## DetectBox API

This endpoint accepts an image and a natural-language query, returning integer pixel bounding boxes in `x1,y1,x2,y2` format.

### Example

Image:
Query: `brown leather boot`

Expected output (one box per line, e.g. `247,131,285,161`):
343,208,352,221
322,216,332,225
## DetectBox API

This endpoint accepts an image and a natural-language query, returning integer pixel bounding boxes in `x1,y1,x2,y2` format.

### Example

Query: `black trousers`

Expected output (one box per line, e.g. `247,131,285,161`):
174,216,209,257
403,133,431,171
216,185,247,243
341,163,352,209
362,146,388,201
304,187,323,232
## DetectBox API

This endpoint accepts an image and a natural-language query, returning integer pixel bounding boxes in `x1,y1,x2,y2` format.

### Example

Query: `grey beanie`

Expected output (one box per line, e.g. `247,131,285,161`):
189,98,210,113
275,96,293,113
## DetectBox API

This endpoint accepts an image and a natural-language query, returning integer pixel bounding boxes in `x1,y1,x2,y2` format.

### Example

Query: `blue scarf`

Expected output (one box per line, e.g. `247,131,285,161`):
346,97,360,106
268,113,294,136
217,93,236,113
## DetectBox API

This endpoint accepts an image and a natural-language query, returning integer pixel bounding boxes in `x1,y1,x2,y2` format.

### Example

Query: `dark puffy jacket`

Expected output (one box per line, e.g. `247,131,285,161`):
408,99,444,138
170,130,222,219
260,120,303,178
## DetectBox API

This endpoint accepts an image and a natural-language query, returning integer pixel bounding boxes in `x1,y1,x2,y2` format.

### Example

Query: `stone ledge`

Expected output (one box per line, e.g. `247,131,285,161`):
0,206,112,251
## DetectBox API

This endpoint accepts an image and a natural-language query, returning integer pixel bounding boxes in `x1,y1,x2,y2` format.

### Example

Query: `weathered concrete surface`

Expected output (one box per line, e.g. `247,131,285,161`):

Exercise> Every line above should be transcribed exactly.

Expected answer>
## DetectBox API

This endpoint accepts an image and a natural-language query, returning integer pixel bounding boxes in `x1,y1,x2,y2` format.

### Example

Image:
Query: `brown leather boot`

Expected output (one box per line, e.g. `247,131,285,161`):
343,208,352,221
322,216,332,225
## DetectBox API

This endpoint accepts an image and a natural-language query, returning integer pixel bounding boxes in `x1,y1,x2,y2` format.

### Example

Query: `black trousers`

Expected output (one box per line, e.g. `247,131,285,161`):
174,216,209,257
403,133,431,171
216,185,247,243
341,163,352,209
362,146,388,201
304,187,323,232
## DetectBox API

This endpoint accepts an image and a natural-language query, returning integer pixel bounding boxes in `x1,y1,x2,y2` format.

### Example

Query: `grey beanie`

Expected output (one box per line, e.g. `247,131,285,161`):
189,98,210,113
275,96,293,113
## DetectBox API

This endpoint accepts an image and a natural-language query, returning integer pixel bounding boxes in `x1,y1,x2,y2` format.

### Example

Query: `blue scarf`

Expected output (one box per line, e.g. `247,131,285,161`):
346,97,360,106
268,113,294,136
217,93,236,113
## DetectBox API

This endpoint accepts an image and a natural-language query, returning integer pixel bounding boxes in `x1,y1,x2,y2` format.

### Example

Query: `dark puffy jacket`

Expected output (one box per line, e.g. `247,131,285,161`):
408,99,444,138
170,130,222,219
260,120,303,178
## DetectBox API

This endpoint accepts an image and a natural-language query, returning integer pixel bounding boxes in `x1,y1,x2,y2` format.

### Example

Query: `stone ledge`

Expected output (one box per line, e.g. `247,131,285,161`):
0,206,112,251
## DetectBox API

This endpoint accepts an image and a natural-language query, returning integer pixel bounding boxes in `x1,y1,x2,y2` format.

### Example

Query: `weathered concrete surface`

Expected output (one box per line, e.g. `247,131,285,161`):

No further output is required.